## [TASK ITEM]
In your reply, print every line of the listing exactly and omit all images.

DATA SHOWN START

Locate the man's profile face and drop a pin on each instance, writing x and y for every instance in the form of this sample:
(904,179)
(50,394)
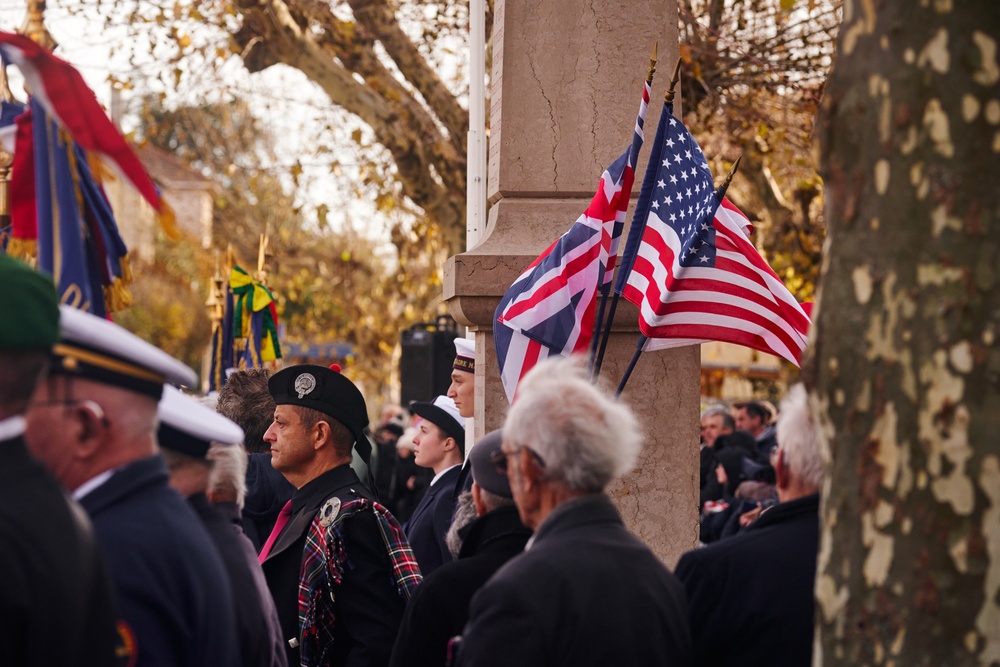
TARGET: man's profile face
(291,445)
(711,428)
(461,391)
(744,422)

DATA SHOWN END

## [SOLUTION TO THIS TASK]
Locate the man's profile face and drop a pin on each instance, writing x and y for every instance in the form of this sample:
(904,179)
(50,394)
TARGET: man's profile face
(291,445)
(711,428)
(461,391)
(744,422)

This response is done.